> _GIVEN REQUEST_:
Write out each record below exactly as it appears, with no pictures.

> _RECORDS SHOWN_:

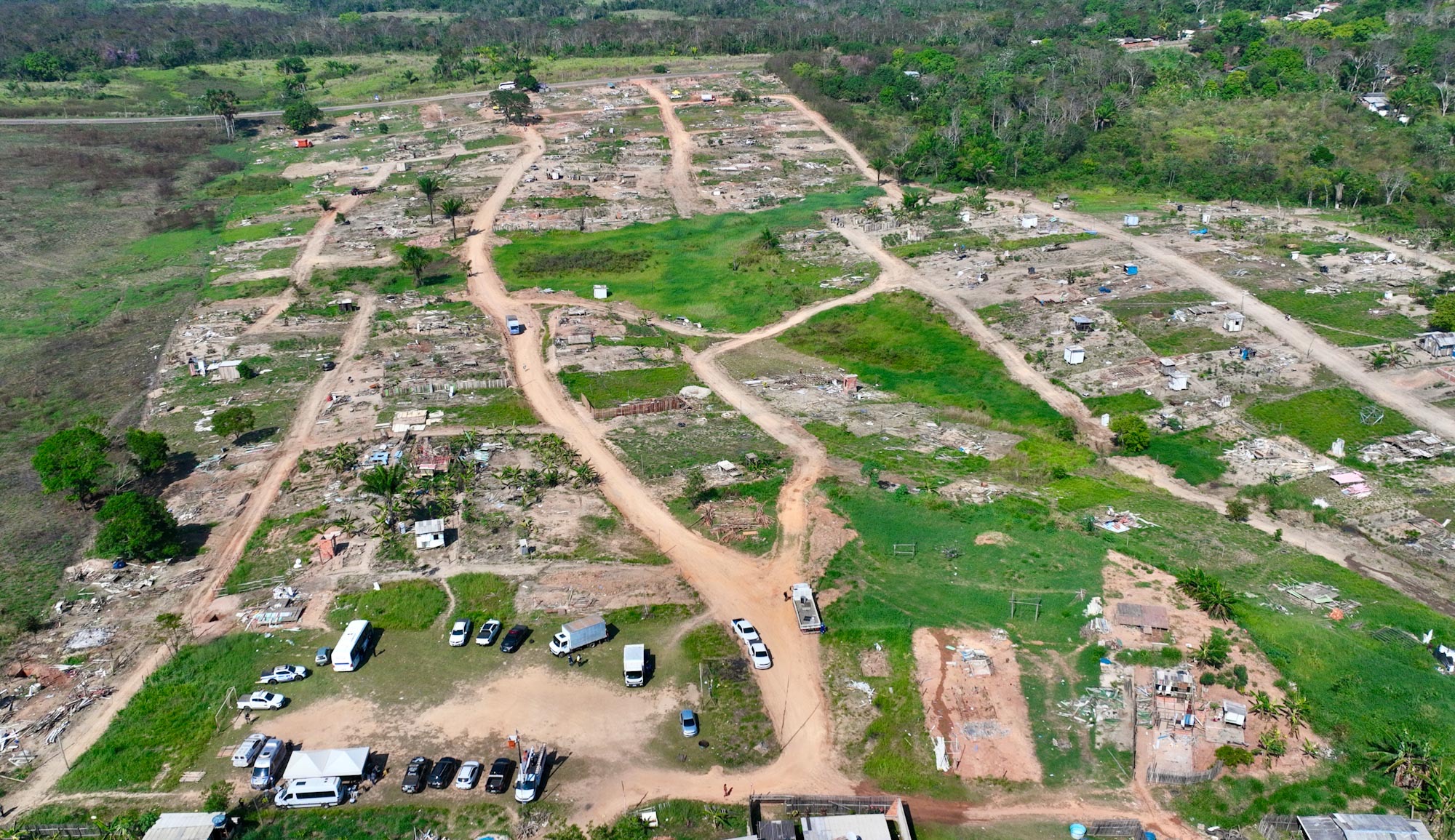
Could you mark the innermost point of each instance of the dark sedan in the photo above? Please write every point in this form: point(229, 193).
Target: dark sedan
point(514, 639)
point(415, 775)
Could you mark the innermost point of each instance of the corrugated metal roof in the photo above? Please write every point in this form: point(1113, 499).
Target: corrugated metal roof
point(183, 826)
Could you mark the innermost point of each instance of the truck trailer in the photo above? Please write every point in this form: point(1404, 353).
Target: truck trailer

> _RESULT BELOW_:
Could you mark the innermost point of each instance of the dark sedan in the photo above? Please write every point in this form: point(229, 193).
Target: dark sedan
point(514, 639)
point(415, 775)
Could you mark the innermost point of each instance of the corrugated metal roof in the photo above? Please write every point in this form: point(1113, 499).
Target: corrugated metal roof
point(183, 826)
Could you mark the innermost point of each instance of the truck trailer in the photo above? Please write every point in this form: point(1404, 353).
Target: truck trailer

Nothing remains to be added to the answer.